start Material for this task

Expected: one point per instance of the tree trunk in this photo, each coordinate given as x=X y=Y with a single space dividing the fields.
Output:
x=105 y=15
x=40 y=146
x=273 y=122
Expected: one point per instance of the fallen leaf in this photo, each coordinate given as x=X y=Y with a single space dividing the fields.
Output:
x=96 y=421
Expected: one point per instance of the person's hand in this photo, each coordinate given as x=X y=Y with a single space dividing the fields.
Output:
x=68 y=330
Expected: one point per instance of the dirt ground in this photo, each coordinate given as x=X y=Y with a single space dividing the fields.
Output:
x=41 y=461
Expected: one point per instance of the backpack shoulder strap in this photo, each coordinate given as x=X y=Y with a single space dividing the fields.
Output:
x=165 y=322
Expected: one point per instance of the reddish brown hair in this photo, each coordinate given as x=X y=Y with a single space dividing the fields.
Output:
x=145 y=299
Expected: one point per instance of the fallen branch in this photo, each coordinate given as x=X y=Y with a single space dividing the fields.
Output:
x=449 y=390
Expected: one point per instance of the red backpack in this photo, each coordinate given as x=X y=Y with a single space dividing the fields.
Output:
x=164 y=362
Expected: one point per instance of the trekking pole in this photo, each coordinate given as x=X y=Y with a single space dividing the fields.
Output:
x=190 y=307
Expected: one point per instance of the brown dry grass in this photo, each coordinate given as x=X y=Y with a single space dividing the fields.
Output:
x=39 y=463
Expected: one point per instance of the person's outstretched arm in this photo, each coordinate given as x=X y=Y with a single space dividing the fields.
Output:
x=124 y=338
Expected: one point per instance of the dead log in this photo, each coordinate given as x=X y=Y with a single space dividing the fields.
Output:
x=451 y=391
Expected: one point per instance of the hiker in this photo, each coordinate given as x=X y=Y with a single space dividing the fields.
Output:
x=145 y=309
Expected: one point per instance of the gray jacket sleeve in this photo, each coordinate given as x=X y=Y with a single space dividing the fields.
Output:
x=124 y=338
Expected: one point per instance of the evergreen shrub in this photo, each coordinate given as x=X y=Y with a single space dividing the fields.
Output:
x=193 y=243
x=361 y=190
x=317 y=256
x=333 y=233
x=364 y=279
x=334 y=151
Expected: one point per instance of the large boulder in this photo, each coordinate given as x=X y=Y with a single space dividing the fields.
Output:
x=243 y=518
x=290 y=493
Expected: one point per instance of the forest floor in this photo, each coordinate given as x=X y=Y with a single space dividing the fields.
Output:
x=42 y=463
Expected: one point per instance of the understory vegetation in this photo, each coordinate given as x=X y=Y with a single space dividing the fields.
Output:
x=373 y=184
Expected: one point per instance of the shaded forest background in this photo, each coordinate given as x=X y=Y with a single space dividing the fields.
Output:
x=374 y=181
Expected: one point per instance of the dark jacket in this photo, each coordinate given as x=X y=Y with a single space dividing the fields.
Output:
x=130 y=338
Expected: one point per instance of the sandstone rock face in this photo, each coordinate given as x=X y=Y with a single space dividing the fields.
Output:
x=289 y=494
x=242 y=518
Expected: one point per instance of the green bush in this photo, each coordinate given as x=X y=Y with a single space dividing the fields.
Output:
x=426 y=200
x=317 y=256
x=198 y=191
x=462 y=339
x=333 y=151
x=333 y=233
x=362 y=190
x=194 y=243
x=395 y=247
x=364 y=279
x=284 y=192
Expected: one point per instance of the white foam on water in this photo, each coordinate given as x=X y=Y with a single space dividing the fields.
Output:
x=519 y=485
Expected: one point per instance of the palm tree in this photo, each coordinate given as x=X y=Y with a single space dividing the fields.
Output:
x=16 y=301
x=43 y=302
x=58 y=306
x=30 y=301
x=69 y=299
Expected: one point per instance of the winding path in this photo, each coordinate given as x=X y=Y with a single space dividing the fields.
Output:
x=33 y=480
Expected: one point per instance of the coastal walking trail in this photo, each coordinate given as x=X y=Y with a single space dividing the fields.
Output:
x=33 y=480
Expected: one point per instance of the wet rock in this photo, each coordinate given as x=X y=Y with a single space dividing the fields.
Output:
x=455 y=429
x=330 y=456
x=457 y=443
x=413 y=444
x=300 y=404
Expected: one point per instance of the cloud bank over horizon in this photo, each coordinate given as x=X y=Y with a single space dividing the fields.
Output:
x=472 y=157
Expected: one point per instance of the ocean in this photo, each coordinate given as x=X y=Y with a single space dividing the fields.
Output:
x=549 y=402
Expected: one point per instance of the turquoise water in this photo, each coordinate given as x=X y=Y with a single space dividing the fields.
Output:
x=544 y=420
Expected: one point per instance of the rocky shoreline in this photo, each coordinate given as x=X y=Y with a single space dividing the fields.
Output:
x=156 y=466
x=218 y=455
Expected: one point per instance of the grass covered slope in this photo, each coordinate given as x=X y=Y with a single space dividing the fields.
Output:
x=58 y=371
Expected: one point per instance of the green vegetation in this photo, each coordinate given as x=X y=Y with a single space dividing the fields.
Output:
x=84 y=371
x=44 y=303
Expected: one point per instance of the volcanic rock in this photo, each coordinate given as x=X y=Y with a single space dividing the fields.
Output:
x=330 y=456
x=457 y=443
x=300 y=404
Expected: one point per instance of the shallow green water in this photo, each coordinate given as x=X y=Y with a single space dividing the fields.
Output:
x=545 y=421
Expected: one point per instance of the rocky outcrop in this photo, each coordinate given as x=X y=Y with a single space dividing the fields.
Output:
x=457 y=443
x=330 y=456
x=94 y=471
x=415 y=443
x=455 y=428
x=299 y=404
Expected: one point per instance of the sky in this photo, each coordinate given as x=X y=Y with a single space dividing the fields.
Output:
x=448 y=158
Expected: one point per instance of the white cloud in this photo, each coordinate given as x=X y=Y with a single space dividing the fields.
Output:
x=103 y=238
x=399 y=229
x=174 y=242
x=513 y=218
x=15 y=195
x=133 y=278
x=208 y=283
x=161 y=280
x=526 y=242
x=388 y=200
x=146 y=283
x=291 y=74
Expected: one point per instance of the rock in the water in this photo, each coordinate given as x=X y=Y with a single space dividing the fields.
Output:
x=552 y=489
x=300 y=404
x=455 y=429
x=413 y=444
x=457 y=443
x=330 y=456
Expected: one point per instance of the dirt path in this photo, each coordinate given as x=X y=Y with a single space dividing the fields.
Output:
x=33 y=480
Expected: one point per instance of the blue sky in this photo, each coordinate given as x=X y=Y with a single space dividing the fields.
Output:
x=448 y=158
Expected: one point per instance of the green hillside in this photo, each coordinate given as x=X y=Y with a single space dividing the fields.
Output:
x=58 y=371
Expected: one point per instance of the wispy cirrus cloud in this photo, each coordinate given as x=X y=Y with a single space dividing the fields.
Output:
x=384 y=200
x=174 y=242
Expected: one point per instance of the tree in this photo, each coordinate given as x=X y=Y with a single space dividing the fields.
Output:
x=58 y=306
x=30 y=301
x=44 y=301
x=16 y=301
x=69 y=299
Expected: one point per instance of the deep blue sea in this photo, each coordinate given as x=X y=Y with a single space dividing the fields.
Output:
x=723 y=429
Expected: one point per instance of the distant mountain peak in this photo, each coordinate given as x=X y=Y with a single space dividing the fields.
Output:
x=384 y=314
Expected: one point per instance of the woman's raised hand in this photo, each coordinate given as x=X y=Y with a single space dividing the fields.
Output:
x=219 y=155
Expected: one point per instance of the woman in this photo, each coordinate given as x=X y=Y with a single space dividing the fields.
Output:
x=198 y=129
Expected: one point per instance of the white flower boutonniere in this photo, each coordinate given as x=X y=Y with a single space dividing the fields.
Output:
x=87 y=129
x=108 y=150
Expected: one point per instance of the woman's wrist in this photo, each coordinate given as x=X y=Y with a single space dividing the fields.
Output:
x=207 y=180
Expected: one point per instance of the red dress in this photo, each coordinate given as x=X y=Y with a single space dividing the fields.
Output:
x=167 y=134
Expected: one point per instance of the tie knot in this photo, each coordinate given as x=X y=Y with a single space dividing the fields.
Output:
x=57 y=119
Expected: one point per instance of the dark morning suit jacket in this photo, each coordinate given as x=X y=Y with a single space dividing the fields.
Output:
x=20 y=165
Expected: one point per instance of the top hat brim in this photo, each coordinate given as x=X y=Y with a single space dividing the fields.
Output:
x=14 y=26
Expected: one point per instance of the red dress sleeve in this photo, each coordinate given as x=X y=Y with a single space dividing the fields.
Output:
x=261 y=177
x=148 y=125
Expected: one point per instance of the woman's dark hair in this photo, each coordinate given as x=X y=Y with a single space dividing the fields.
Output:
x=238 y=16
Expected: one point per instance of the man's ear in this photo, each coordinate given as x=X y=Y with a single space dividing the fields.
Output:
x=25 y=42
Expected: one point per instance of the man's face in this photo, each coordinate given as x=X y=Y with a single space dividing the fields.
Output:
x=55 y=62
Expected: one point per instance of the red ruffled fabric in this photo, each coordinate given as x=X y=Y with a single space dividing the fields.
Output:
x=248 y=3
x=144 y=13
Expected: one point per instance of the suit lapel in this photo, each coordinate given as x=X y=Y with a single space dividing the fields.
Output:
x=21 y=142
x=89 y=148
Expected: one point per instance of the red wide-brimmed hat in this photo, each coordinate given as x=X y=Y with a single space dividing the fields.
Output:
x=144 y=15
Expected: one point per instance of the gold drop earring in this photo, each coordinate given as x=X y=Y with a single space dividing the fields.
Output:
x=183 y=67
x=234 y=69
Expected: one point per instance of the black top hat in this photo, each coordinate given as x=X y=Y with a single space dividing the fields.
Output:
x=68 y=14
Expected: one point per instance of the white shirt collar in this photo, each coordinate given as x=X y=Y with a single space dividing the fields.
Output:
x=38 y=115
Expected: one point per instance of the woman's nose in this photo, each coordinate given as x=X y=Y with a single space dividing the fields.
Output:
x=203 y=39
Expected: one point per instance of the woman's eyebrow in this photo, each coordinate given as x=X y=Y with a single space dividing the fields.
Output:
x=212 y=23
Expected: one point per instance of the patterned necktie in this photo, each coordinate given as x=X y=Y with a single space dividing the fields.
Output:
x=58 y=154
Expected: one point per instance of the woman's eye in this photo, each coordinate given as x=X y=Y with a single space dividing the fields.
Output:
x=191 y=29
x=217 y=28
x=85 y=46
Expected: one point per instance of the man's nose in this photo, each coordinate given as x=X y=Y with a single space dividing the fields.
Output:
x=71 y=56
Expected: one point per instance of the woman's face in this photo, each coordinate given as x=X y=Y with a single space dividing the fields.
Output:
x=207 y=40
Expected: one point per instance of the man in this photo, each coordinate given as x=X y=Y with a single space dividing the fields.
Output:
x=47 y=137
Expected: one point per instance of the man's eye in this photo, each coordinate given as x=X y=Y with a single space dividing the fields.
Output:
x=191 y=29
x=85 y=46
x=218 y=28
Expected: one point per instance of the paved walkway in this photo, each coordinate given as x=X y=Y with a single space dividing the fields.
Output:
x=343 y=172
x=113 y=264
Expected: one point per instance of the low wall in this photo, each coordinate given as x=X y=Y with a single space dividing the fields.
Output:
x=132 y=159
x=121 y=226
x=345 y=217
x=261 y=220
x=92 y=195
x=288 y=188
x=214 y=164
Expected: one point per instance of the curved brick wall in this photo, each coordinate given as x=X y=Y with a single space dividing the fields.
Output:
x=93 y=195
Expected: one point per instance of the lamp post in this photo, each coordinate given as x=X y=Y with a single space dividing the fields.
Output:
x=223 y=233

end Material for this task

(Direction): Extract exactly the lines between the line containing "Expected: one point per instance of the patterned" and the end of the data, including both.

(The result):
Expected: one point per instance of the patterned necktie in this photo, each coordinate given as x=X y=Y with a single space dividing the fields.
Output:
x=58 y=154
Expected: one point per instance of the woman's eye in this photo, each coordinate given as x=X y=Y with a single space dividing the fields.
Output:
x=191 y=29
x=217 y=28
x=85 y=46
Expected: one point per instance of the man's nose in this photo, each coordinate given as x=X y=Y with a single space dividing the fields.
Output:
x=71 y=56
Expected: one point per instance of the woman's face in this photo, each coordinate given as x=X y=Y with a single space dividing the fields.
Output:
x=207 y=40
Expected: one point per instance of the man in this photo, each coordinate given as x=X y=Y with a single space dividing the fields.
Output:
x=47 y=137
Expected: one point per instance of the man's eye in this photo, each coordinate given as x=X y=Y with a single space dividing the fields.
Output:
x=191 y=29
x=85 y=46
x=218 y=28
Expected: one point per instance of the paved walkway in this photo, each coordinate given as x=X y=Y with a single space dividing the fields.
Output:
x=343 y=172
x=113 y=264
Expected: one point per instance of the low wall in this photo, each coordinate given as x=X y=Y with a single space dividing the fields.
Output:
x=132 y=159
x=121 y=226
x=345 y=217
x=261 y=220
x=92 y=195
x=288 y=188
x=214 y=164
Expected: one point per instance of the curved brick wall in this photo, each coordinate given as x=X y=Y with a single space dividing the fields.
Output:
x=93 y=195
Expected: one point per instance of the lamp post in this photo, each coordinate given as x=X y=Y with a single space dividing the fields.
Output:
x=223 y=233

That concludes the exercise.